***** Supplied entries

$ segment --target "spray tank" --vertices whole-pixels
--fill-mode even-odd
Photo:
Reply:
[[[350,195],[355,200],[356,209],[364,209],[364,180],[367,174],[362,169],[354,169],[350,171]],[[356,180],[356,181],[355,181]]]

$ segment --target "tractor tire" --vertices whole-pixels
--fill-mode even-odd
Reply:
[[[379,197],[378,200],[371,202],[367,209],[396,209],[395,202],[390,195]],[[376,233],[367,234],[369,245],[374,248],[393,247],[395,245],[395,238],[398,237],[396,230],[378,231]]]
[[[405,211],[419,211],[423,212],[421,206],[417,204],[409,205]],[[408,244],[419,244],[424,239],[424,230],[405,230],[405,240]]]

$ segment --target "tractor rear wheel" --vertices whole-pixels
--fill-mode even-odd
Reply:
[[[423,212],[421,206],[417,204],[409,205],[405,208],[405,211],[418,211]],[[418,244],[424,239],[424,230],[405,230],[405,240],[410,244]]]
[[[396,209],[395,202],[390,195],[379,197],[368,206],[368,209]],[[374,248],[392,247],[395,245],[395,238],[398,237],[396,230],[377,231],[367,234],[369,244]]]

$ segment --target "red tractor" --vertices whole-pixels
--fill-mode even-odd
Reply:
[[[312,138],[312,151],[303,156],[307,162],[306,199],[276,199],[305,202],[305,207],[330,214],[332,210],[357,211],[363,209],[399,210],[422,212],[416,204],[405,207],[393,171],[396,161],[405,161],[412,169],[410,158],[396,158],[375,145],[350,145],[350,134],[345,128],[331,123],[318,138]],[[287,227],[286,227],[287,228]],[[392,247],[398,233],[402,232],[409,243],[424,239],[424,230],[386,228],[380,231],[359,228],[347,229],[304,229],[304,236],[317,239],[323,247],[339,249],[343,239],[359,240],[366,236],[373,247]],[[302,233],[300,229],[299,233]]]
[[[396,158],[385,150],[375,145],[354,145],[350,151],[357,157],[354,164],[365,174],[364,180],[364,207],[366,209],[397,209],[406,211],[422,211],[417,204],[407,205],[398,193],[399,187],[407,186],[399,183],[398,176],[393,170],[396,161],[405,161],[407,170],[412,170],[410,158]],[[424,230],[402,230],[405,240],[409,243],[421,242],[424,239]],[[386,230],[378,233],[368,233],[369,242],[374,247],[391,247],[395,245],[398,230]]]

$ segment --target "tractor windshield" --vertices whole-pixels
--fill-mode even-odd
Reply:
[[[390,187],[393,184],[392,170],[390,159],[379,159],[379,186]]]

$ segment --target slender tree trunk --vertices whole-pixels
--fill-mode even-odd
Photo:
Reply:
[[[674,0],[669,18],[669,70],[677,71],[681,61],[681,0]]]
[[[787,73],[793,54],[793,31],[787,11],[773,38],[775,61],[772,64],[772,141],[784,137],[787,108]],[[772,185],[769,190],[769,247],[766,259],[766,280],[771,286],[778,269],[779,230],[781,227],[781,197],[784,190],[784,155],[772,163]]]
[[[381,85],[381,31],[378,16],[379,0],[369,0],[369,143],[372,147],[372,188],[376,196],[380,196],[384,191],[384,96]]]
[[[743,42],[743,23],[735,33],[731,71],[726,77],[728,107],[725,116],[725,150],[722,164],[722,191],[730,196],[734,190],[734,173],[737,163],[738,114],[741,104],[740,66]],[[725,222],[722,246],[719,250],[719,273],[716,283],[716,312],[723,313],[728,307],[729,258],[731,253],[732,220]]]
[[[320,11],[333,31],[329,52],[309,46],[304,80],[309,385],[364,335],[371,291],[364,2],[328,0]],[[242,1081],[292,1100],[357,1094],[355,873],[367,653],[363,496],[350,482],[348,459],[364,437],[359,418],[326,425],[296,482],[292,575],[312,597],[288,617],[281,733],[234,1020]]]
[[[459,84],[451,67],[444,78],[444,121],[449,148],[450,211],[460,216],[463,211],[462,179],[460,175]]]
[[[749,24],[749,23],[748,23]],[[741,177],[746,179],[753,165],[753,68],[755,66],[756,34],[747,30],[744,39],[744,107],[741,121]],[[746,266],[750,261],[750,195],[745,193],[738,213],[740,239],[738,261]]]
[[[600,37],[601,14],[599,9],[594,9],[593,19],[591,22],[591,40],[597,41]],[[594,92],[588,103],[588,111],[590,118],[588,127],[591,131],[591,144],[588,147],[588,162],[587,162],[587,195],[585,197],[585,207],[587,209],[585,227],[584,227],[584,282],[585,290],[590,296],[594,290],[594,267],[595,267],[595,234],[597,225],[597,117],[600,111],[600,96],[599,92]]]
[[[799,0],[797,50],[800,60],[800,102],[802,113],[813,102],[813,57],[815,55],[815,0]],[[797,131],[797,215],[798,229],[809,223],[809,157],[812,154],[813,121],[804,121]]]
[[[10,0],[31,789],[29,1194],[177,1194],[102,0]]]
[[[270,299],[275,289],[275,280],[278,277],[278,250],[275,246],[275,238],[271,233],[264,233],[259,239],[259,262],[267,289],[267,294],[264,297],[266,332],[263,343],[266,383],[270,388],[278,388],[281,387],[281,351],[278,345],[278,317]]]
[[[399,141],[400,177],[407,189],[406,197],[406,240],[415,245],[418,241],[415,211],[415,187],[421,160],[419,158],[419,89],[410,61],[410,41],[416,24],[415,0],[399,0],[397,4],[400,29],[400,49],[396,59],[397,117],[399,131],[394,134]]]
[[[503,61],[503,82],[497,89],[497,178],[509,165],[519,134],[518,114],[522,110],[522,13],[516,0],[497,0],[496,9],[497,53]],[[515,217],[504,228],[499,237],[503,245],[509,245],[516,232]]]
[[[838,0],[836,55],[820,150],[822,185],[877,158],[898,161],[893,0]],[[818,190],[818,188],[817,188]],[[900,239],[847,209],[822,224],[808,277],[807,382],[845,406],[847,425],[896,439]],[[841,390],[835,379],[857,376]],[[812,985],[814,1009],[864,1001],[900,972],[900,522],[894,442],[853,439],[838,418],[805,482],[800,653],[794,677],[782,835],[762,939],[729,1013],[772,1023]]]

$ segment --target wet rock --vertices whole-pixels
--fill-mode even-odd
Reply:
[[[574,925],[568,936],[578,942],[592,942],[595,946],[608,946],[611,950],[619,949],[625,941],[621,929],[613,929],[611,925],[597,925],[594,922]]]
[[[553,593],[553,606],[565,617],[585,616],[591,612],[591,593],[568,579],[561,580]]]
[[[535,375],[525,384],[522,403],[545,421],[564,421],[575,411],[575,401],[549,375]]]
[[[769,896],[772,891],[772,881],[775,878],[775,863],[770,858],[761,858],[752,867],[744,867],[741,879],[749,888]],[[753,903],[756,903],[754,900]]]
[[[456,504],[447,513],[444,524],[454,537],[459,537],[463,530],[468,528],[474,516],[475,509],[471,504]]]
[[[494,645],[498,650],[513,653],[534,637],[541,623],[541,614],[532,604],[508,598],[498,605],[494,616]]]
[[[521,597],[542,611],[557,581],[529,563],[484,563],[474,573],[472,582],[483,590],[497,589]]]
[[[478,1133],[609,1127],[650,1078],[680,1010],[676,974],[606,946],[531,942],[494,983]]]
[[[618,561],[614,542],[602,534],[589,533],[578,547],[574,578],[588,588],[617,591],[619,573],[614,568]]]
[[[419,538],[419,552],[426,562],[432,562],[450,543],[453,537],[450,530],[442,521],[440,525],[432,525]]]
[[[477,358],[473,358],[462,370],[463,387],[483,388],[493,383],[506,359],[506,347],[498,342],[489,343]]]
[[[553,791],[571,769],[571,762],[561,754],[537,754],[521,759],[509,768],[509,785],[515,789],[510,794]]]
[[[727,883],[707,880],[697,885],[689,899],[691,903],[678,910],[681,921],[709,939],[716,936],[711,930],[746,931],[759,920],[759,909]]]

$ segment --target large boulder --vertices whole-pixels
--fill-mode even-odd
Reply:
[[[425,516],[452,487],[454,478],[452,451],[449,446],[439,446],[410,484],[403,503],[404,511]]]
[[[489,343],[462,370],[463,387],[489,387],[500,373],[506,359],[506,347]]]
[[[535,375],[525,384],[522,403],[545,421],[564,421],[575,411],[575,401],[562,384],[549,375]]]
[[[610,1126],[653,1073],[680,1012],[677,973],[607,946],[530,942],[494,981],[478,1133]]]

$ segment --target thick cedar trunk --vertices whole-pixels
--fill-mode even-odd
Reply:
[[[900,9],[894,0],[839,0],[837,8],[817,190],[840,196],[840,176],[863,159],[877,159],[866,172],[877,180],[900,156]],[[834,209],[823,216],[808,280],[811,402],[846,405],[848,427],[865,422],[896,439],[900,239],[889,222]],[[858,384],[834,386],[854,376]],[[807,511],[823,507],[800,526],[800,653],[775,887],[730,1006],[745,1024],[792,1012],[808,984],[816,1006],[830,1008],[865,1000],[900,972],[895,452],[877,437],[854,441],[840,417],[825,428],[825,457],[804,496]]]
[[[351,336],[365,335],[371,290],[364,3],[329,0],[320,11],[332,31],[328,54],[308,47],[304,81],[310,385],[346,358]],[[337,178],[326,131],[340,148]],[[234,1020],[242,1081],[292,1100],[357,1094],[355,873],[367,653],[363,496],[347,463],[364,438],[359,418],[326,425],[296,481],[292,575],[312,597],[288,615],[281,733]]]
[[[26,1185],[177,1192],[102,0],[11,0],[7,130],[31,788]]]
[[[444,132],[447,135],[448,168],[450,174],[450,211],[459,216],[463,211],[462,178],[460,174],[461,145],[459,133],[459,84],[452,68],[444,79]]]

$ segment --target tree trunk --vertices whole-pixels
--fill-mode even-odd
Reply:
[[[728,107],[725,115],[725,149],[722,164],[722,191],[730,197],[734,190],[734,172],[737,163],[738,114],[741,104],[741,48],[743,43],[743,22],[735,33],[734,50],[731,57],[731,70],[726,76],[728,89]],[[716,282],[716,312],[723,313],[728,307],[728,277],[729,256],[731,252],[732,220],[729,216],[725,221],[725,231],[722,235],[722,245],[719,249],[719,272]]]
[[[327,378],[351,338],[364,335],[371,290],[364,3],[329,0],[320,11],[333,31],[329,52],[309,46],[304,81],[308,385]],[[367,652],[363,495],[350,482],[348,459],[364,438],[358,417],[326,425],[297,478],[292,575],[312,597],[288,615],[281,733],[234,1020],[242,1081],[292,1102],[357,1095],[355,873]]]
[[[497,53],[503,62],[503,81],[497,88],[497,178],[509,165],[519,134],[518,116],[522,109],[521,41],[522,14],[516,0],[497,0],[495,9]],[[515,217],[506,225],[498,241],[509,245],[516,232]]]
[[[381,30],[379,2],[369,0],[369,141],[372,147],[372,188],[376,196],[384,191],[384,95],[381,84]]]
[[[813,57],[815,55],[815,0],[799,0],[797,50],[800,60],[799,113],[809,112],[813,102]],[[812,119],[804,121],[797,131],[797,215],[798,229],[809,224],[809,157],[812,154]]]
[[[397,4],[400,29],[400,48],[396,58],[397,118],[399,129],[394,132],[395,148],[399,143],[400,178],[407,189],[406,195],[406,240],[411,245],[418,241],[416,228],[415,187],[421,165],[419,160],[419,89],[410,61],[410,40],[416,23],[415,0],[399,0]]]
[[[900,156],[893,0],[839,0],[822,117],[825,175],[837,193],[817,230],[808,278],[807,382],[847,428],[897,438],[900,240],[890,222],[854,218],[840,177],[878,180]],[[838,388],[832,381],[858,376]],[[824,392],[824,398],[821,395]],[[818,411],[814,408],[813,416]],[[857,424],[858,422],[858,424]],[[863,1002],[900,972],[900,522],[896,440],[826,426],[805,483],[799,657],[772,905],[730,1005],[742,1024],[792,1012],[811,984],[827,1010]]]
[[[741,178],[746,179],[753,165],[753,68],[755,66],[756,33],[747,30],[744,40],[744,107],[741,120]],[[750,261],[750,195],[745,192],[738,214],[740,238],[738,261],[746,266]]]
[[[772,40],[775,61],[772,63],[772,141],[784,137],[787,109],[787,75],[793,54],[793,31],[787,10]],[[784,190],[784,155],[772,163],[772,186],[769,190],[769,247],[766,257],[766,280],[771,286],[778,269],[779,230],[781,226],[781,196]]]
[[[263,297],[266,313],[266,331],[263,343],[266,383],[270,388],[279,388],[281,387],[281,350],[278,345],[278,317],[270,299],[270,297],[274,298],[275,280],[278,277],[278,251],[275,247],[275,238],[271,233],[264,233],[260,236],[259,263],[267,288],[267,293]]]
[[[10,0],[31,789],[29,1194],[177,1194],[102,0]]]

**********

## Directions:
Please tally every line of the material above that has the string "trunk", and write only the total.

## Answer space:
3